**** Supplied data ****

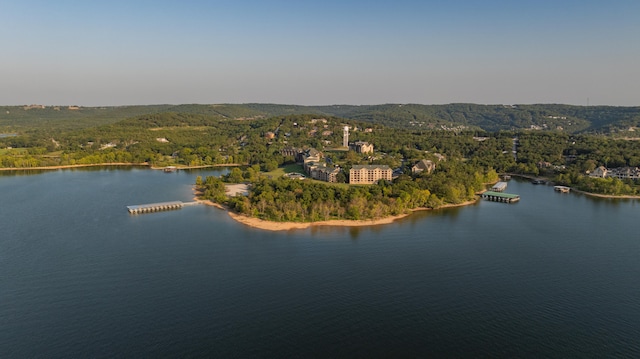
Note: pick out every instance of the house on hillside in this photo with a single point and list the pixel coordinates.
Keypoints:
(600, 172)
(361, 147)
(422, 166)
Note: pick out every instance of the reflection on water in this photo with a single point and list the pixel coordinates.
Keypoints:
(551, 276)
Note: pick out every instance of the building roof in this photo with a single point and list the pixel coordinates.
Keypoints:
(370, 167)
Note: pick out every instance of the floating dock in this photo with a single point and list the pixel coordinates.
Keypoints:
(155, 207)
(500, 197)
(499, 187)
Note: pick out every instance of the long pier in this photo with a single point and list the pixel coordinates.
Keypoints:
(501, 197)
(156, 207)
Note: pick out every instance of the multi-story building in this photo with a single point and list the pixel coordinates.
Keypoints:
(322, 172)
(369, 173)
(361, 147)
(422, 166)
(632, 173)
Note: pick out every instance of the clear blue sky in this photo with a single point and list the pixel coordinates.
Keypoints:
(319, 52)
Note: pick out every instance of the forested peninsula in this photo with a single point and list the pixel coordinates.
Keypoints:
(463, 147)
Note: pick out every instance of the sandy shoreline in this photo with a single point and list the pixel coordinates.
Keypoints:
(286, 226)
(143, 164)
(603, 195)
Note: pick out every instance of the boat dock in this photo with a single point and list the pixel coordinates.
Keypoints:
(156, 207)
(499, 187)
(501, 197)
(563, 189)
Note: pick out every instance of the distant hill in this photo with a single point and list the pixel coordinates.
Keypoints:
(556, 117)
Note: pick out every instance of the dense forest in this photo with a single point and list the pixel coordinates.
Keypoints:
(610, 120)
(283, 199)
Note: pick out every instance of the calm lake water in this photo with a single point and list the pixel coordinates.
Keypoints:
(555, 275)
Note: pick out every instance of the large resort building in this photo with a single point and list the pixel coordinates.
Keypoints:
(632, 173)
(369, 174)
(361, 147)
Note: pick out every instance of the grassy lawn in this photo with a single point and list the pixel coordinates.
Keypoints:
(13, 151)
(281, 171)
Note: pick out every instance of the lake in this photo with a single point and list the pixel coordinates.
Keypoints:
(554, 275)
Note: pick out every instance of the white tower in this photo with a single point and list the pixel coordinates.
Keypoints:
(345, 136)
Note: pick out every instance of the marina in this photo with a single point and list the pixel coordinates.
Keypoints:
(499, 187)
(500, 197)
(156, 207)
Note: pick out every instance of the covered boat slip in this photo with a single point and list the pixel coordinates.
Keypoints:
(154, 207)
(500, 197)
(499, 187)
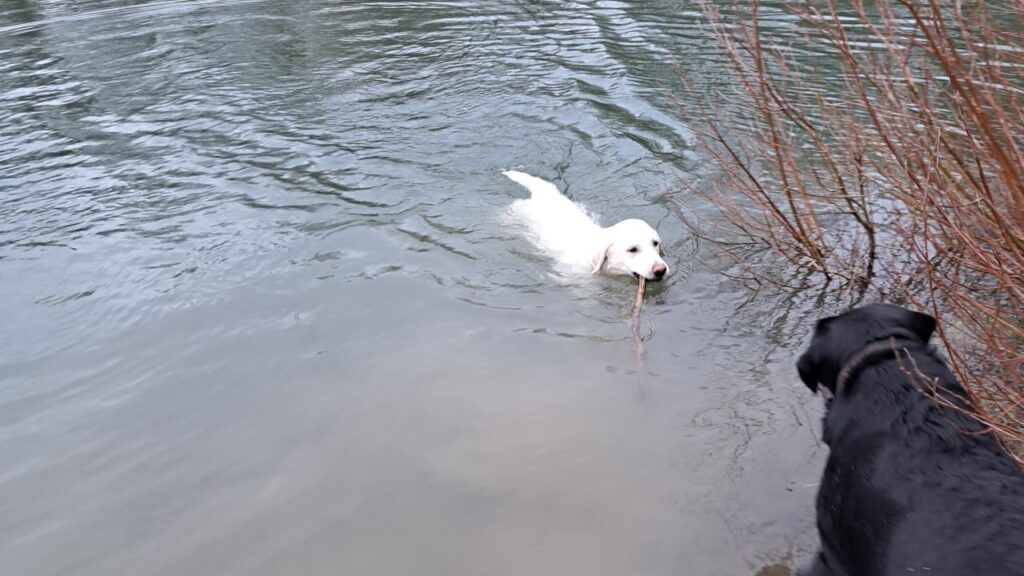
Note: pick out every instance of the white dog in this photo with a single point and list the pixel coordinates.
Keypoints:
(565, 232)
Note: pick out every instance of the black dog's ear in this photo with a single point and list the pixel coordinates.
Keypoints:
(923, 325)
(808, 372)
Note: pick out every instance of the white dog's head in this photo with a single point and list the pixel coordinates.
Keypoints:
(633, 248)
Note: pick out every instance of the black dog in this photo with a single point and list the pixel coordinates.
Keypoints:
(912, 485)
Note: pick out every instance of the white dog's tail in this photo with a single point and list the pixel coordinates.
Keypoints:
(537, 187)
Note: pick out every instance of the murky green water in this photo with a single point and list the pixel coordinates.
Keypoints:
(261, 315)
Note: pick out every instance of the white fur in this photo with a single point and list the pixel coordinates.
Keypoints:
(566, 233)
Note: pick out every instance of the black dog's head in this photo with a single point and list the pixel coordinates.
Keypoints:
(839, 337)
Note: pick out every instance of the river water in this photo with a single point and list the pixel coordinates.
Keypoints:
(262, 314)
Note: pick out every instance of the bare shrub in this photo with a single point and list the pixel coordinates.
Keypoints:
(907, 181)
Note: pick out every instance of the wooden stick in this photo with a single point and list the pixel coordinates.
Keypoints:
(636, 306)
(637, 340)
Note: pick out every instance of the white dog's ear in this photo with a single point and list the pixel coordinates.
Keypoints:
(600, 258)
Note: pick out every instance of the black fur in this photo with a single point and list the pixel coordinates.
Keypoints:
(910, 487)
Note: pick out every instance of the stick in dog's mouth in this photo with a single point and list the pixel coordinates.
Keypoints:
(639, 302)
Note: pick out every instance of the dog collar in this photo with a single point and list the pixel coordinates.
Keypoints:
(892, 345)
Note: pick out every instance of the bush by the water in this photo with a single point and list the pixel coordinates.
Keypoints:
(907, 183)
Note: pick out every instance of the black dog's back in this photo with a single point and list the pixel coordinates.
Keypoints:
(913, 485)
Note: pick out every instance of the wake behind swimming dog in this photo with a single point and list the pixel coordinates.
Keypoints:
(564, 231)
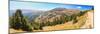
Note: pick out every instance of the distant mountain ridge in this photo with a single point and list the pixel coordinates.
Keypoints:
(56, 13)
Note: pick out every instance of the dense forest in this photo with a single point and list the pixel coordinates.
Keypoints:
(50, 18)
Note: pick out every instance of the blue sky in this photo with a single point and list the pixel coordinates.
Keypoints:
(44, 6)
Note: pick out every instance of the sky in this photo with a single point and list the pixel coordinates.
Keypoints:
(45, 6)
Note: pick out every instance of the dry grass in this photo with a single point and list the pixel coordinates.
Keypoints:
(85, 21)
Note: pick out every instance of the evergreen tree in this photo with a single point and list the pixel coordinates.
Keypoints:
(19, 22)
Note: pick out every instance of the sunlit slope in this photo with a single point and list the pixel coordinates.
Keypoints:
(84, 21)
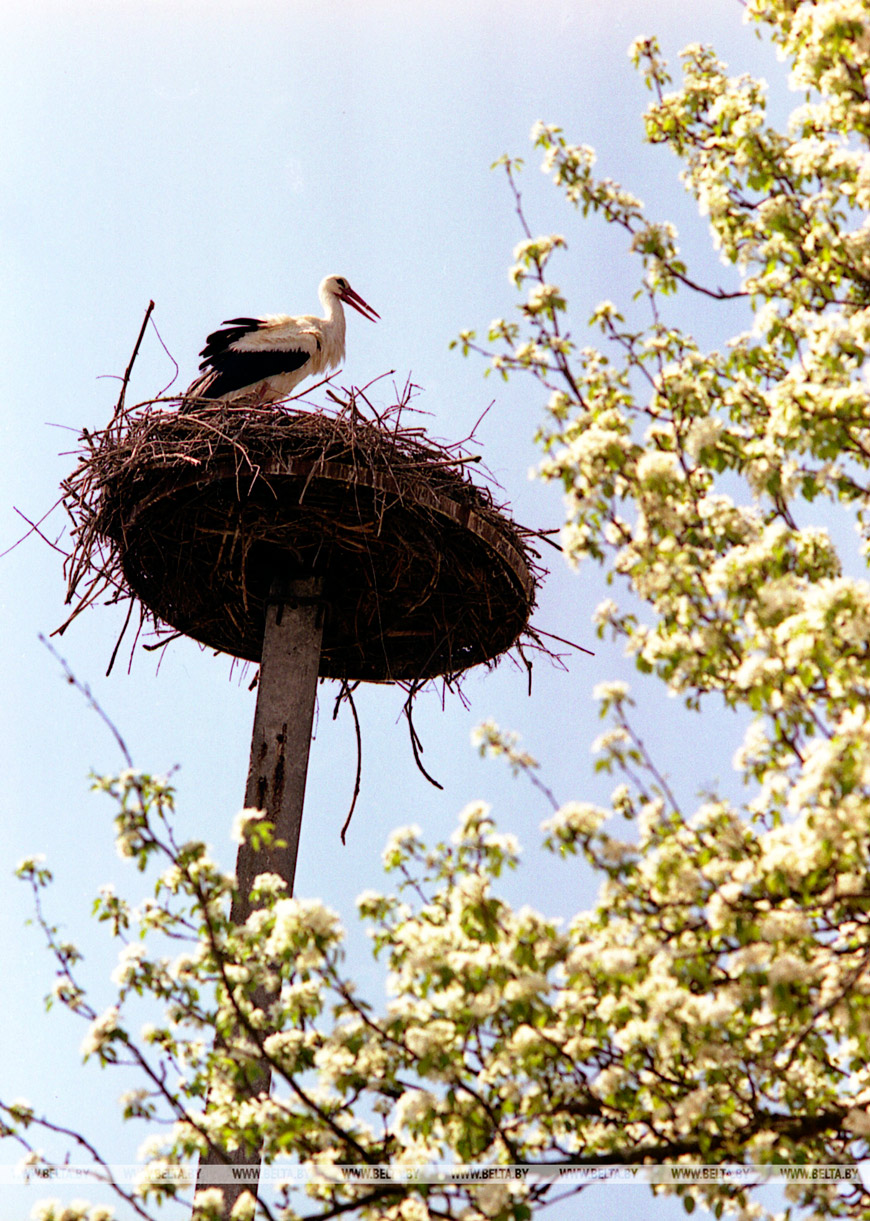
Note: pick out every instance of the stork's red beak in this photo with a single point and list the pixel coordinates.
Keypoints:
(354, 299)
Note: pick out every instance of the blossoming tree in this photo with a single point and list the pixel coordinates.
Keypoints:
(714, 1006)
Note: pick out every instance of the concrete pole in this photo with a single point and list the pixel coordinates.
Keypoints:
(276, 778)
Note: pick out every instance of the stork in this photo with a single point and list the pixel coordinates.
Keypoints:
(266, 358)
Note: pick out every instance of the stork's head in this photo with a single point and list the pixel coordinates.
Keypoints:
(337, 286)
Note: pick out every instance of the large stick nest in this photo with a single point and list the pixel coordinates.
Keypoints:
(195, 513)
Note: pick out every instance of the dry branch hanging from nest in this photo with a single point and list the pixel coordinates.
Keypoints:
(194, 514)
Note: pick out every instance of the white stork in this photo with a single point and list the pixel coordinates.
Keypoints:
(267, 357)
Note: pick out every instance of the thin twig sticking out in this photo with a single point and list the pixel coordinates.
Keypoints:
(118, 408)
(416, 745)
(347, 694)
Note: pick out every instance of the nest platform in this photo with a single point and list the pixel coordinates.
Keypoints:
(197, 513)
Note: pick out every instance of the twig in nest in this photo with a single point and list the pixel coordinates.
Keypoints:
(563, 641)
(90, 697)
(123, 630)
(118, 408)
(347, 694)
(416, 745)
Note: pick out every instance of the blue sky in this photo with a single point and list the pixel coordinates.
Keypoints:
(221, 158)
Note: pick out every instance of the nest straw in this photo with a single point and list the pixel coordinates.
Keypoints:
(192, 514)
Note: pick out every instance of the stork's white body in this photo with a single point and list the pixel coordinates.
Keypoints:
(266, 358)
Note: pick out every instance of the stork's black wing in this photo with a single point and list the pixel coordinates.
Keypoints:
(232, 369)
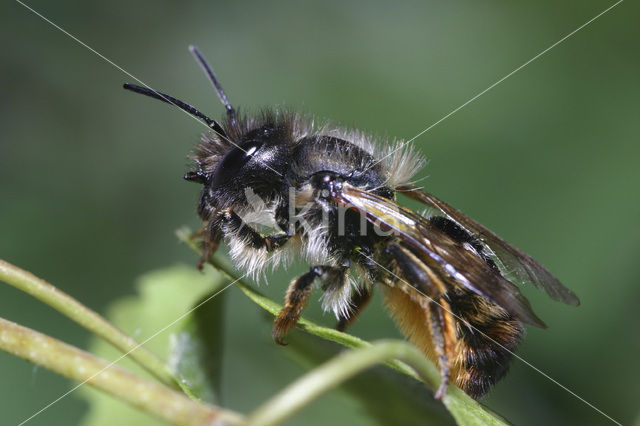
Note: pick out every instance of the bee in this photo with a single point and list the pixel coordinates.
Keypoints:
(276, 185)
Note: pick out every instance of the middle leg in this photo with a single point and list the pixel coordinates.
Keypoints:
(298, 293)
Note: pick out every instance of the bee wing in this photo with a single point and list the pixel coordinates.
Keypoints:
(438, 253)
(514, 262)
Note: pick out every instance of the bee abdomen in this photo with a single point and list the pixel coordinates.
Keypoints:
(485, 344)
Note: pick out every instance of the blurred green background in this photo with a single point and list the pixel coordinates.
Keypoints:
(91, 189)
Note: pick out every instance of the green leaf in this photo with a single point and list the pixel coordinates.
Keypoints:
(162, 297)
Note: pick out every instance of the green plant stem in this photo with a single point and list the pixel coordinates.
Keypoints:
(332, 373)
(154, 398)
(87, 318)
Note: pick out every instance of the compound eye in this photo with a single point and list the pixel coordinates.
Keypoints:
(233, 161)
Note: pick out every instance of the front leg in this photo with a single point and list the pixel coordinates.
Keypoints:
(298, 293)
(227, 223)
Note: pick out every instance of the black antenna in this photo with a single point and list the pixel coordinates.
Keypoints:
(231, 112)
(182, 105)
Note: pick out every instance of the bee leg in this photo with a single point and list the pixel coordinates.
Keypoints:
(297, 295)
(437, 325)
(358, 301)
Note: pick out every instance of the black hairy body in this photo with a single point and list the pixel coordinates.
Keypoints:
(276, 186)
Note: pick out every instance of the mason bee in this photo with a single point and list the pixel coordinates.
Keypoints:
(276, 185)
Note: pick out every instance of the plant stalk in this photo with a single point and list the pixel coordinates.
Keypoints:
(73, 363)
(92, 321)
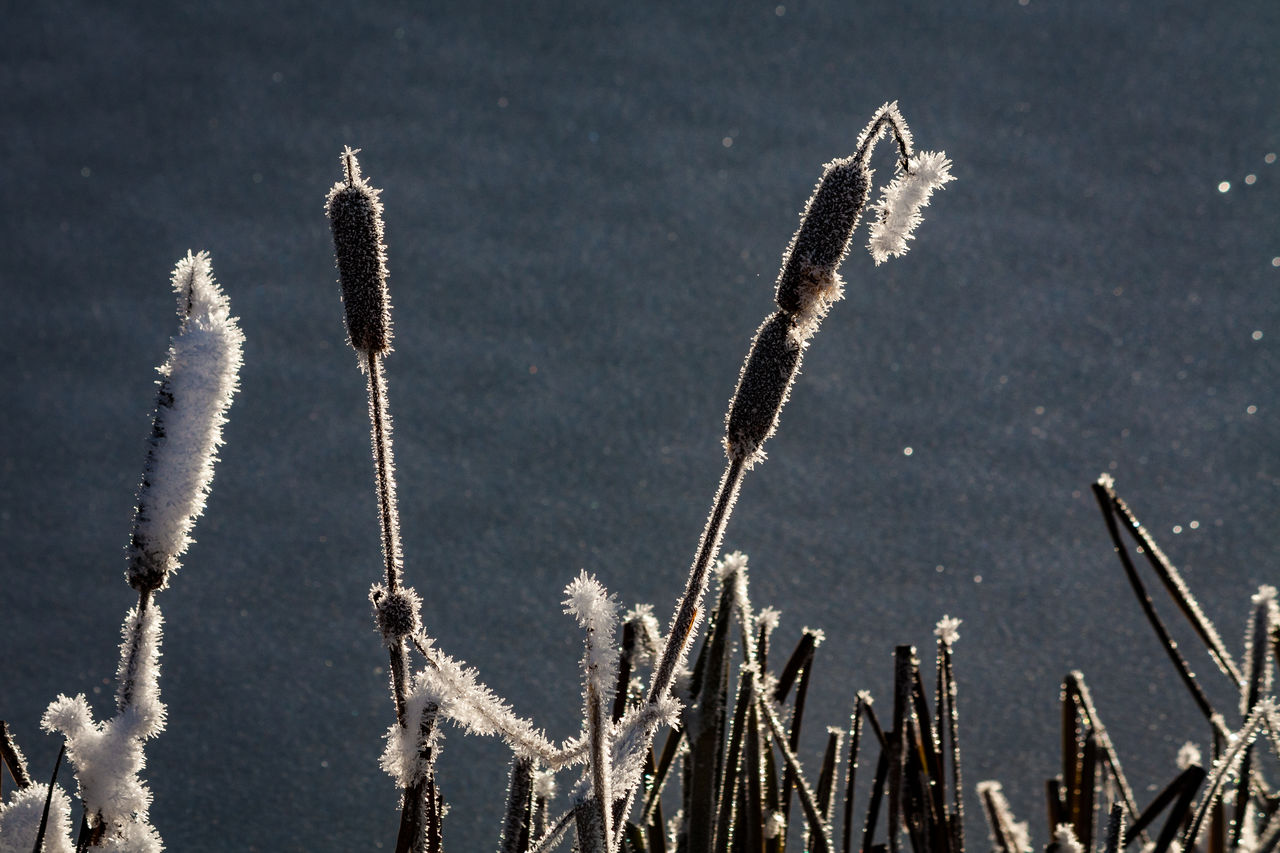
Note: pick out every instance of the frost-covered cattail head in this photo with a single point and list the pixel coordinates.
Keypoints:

****

> Directions for this task
Where a line of the listing holds "wing", show that line.

> Answer to this exercise
Note: pick out every instance of the stork's black wing in this photo with a single point and list the pixel coordinates.
Note: pick out every instance of the bee wing in this photo with a single point and list the pixel coordinates.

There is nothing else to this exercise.